#### WORK ORDER:
A full, exact copy of the records below is the required answer.

(AVAILABLE DATA Opens)

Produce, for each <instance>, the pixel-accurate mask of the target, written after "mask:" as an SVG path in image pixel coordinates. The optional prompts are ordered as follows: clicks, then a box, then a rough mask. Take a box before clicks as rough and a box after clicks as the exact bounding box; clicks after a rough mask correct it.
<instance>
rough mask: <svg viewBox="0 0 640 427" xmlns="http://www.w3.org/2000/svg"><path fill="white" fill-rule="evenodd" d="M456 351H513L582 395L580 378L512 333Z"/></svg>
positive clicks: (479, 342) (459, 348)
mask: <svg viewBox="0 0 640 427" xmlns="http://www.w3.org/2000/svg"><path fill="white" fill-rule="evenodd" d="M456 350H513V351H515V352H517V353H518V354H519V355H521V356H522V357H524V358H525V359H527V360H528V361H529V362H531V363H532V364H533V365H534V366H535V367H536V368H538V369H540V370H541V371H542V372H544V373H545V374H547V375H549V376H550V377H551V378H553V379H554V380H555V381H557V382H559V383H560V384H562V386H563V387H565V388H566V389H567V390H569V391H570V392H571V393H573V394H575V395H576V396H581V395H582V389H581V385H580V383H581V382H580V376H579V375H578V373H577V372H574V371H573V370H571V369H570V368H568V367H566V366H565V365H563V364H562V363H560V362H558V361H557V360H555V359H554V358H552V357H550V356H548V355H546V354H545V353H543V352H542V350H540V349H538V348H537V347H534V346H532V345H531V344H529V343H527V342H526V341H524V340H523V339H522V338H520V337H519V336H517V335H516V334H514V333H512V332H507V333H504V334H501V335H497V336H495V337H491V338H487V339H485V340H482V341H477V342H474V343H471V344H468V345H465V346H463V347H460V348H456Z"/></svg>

(AVAILABLE DATA Closes)

#### RESPONSE FOR THIS EXERCISE:
Produce, for each <instance>, the pixel-accurate mask of the target, written after "mask:" as an SVG path in image pixel coordinates. The optional prompts are ordered as follows: clicks, then a box, then a rough mask. Take a box before clicks as rough and a box after clicks as the exact bounding box; clicks after a rough mask correct it.
<instance>
rough mask: <svg viewBox="0 0 640 427" xmlns="http://www.w3.org/2000/svg"><path fill="white" fill-rule="evenodd" d="M456 351H513L582 395L580 378L512 333Z"/></svg>
positive clicks: (479, 342) (459, 348)
mask: <svg viewBox="0 0 640 427" xmlns="http://www.w3.org/2000/svg"><path fill="white" fill-rule="evenodd" d="M456 350H513V351H515V352H517V353H518V354H519V355H521V356H522V357H524V358H525V359H527V360H528V361H529V362H531V363H532V364H533V365H534V366H535V367H536V368H538V369H540V370H541V371H542V372H544V373H545V374H547V375H549V376H550V377H551V378H553V379H554V380H555V381H557V382H559V383H560V384H562V386H563V387H565V388H566V389H567V390H569V391H570V392H571V393H573V394H575V395H576V396H581V395H582V389H581V385H580V383H581V382H580V376H579V375H578V373H577V372H574V371H573V370H571V369H570V368H568V367H566V366H565V365H563V364H562V363H560V362H558V361H557V360H555V359H554V358H552V357H550V356H548V355H546V354H545V353H543V352H542V350H540V349H538V348H537V347H534V346H532V345H531V344H529V343H527V342H526V341H524V340H523V339H522V338H520V337H519V336H517V335H516V334H514V333H512V332H507V333H504V334H501V335H497V336H495V337H491V338H487V339H485V340H482V341H477V342H474V343H471V344H468V345H465V346H463V347H460V348H456Z"/></svg>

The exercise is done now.